-- Provided text --
Do You Keep Getting Sick? And Other Signs of Zinc Deficiency

This blog post is a bit of a mish mash of all things zinc. Hopefully soon I can polish it up, but I wanted to get it out now because this time of year is a good time to talk about this important mineral.

Do you keep getting sick (cold or flu) or you have a parent or grandparent in a nursing home? 
Zinc is extremely important for a healthy immune system.

Zinc deficiency affects 40% of the elderly in the U.S. 
Consider suggesting taking, or giving, your senior a zinc supplement so they can avoid, or get over, the flu faster and with less symptoms during this scary flu season. 

The elderly also often don’t have the best appetite and a zinc deficiency can affect your sense of hearing, taste and smell. Who knows? They may enjoy food a little more if they get enough zinc.

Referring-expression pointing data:
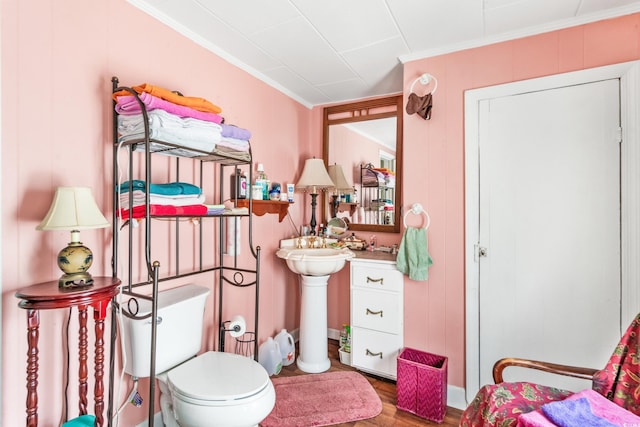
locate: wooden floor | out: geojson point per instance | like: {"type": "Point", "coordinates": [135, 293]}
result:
{"type": "Point", "coordinates": [390, 415]}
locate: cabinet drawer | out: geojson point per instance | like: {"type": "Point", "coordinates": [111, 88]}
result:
{"type": "Point", "coordinates": [379, 311]}
{"type": "Point", "coordinates": [376, 352]}
{"type": "Point", "coordinates": [388, 279]}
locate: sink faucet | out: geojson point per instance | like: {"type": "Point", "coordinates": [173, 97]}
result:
{"type": "Point", "coordinates": [311, 241]}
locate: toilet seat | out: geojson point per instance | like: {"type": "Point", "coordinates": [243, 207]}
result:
{"type": "Point", "coordinates": [216, 378]}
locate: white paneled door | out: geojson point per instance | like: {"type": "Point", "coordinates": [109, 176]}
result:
{"type": "Point", "coordinates": [549, 227]}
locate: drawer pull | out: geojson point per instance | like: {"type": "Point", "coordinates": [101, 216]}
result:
{"type": "Point", "coordinates": [380, 280]}
{"type": "Point", "coordinates": [379, 354]}
{"type": "Point", "coordinates": [374, 312]}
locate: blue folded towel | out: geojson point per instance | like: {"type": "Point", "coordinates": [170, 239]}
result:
{"type": "Point", "coordinates": [413, 254]}
{"type": "Point", "coordinates": [574, 413]}
{"type": "Point", "coordinates": [169, 189]}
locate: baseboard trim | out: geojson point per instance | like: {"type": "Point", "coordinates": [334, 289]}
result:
{"type": "Point", "coordinates": [157, 421]}
{"type": "Point", "coordinates": [456, 397]}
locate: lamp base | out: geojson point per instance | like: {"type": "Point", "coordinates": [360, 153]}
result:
{"type": "Point", "coordinates": [75, 280]}
{"type": "Point", "coordinates": [74, 261]}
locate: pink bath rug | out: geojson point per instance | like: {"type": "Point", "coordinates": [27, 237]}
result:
{"type": "Point", "coordinates": [322, 399]}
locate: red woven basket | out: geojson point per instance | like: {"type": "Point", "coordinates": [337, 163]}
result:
{"type": "Point", "coordinates": [422, 384]}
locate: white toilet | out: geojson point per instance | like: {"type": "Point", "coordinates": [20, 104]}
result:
{"type": "Point", "coordinates": [212, 389]}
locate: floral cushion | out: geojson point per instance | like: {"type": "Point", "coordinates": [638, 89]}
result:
{"type": "Point", "coordinates": [501, 404]}
{"type": "Point", "coordinates": [619, 381]}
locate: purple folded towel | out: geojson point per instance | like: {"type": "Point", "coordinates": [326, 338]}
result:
{"type": "Point", "coordinates": [574, 413]}
{"type": "Point", "coordinates": [235, 132]}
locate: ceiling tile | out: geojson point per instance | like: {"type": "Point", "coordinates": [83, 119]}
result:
{"type": "Point", "coordinates": [306, 93]}
{"type": "Point", "coordinates": [192, 20]}
{"type": "Point", "coordinates": [591, 6]}
{"type": "Point", "coordinates": [346, 90]}
{"type": "Point", "coordinates": [332, 51]}
{"type": "Point", "coordinates": [300, 48]}
{"type": "Point", "coordinates": [349, 24]}
{"type": "Point", "coordinates": [249, 17]}
{"type": "Point", "coordinates": [431, 24]}
{"type": "Point", "coordinates": [528, 13]}
{"type": "Point", "coordinates": [374, 63]}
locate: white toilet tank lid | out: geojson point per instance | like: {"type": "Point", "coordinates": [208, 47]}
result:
{"type": "Point", "coordinates": [218, 376]}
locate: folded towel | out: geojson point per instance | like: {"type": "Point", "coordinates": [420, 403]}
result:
{"type": "Point", "coordinates": [199, 104]}
{"type": "Point", "coordinates": [233, 143]}
{"type": "Point", "coordinates": [81, 421]}
{"type": "Point", "coordinates": [168, 189]}
{"type": "Point", "coordinates": [235, 132]}
{"type": "Point", "coordinates": [163, 210]}
{"type": "Point", "coordinates": [413, 255]}
{"type": "Point", "coordinates": [139, 198]}
{"type": "Point", "coordinates": [128, 105]}
{"type": "Point", "coordinates": [574, 413]}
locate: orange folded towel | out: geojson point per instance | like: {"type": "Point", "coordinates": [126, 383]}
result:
{"type": "Point", "coordinates": [199, 104]}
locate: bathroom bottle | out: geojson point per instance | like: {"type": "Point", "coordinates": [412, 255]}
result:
{"type": "Point", "coordinates": [261, 180]}
{"type": "Point", "coordinates": [287, 347]}
{"type": "Point", "coordinates": [238, 185]}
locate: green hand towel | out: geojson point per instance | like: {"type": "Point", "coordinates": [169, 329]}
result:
{"type": "Point", "coordinates": [413, 254]}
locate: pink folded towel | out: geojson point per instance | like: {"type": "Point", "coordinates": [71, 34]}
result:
{"type": "Point", "coordinates": [128, 105]}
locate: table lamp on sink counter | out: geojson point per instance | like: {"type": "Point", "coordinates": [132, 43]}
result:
{"type": "Point", "coordinates": [74, 209]}
{"type": "Point", "coordinates": [314, 177]}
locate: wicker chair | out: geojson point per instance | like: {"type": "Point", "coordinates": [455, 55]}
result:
{"type": "Point", "coordinates": [502, 403]}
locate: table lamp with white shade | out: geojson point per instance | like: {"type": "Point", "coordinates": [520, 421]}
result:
{"type": "Point", "coordinates": [74, 209]}
{"type": "Point", "coordinates": [342, 186]}
{"type": "Point", "coordinates": [314, 177]}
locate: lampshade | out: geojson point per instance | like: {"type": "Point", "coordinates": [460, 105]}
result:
{"type": "Point", "coordinates": [73, 208]}
{"type": "Point", "coordinates": [337, 176]}
{"type": "Point", "coordinates": [314, 176]}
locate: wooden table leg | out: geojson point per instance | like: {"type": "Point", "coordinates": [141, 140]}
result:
{"type": "Point", "coordinates": [83, 372]}
{"type": "Point", "coordinates": [99, 314]}
{"type": "Point", "coordinates": [33, 324]}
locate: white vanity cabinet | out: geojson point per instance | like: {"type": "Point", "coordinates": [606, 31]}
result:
{"type": "Point", "coordinates": [377, 313]}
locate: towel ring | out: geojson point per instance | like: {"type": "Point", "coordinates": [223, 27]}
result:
{"type": "Point", "coordinates": [425, 79]}
{"type": "Point", "coordinates": [417, 209]}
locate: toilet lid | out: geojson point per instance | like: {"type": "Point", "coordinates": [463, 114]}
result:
{"type": "Point", "coordinates": [218, 376]}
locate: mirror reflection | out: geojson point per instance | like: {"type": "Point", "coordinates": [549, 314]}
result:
{"type": "Point", "coordinates": [363, 151]}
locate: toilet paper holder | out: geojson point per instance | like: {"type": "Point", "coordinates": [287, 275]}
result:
{"type": "Point", "coordinates": [236, 327]}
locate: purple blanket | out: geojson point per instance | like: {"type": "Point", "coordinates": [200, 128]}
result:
{"type": "Point", "coordinates": [596, 405]}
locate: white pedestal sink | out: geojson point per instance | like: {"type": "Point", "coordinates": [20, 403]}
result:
{"type": "Point", "coordinates": [314, 265]}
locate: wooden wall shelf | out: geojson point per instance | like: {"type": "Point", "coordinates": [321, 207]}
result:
{"type": "Point", "coordinates": [261, 207]}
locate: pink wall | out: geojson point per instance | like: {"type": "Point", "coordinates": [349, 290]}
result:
{"type": "Point", "coordinates": [434, 159]}
{"type": "Point", "coordinates": [56, 130]}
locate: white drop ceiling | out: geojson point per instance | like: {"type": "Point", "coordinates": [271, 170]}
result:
{"type": "Point", "coordinates": [320, 52]}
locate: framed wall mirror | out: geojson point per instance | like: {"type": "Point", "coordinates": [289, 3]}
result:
{"type": "Point", "coordinates": [363, 152]}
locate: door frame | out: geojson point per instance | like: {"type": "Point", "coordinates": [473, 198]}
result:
{"type": "Point", "coordinates": [629, 75]}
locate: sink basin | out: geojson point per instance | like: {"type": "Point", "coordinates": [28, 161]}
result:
{"type": "Point", "coordinates": [315, 261]}
{"type": "Point", "coordinates": [313, 264]}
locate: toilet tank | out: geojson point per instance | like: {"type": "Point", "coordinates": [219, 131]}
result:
{"type": "Point", "coordinates": [178, 335]}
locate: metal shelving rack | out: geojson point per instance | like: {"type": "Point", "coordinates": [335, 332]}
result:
{"type": "Point", "coordinates": [227, 271]}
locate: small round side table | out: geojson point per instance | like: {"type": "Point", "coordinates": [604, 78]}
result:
{"type": "Point", "coordinates": [47, 295]}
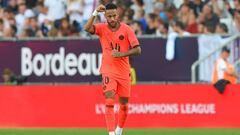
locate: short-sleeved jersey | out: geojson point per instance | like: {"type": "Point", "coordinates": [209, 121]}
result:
{"type": "Point", "coordinates": [125, 37]}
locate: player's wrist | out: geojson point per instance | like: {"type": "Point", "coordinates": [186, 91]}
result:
{"type": "Point", "coordinates": [95, 13]}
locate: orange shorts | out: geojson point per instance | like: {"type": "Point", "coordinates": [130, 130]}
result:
{"type": "Point", "coordinates": [121, 87]}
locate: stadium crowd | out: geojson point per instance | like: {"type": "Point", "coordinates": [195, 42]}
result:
{"type": "Point", "coordinates": [61, 18]}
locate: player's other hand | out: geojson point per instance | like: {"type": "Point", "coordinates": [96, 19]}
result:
{"type": "Point", "coordinates": [116, 51]}
{"type": "Point", "coordinates": [101, 8]}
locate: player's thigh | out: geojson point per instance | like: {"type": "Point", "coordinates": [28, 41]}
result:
{"type": "Point", "coordinates": [124, 88]}
{"type": "Point", "coordinates": [109, 86]}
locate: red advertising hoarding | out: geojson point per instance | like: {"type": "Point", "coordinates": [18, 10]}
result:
{"type": "Point", "coordinates": [150, 106]}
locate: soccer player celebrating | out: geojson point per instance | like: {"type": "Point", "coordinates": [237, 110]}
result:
{"type": "Point", "coordinates": [118, 42]}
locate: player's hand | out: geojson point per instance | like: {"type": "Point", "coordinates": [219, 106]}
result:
{"type": "Point", "coordinates": [101, 8]}
{"type": "Point", "coordinates": [116, 51]}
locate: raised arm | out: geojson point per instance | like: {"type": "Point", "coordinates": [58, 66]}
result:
{"type": "Point", "coordinates": [89, 27]}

-- What you need to do --
#1 Summarize the zinc blog post in two sentences.
#2 According to the zinc blog post, which senses can a zinc deficiency affect?
Rely only on the zinc blog post.

-- Solutions to the tasks --
#1 Zinc is extremely important for a healthy immune system, and zinc deficiency affects 40% of the elderly in the U.S. A zinc supplement may help seniors avoid the flu or get over it faster with fewer symptoms, and getting enough zinc could help their sense of taste and smell, since a deficiency can affect hearing, taste and smell.

#2
- Hearing
- Taste
- Smell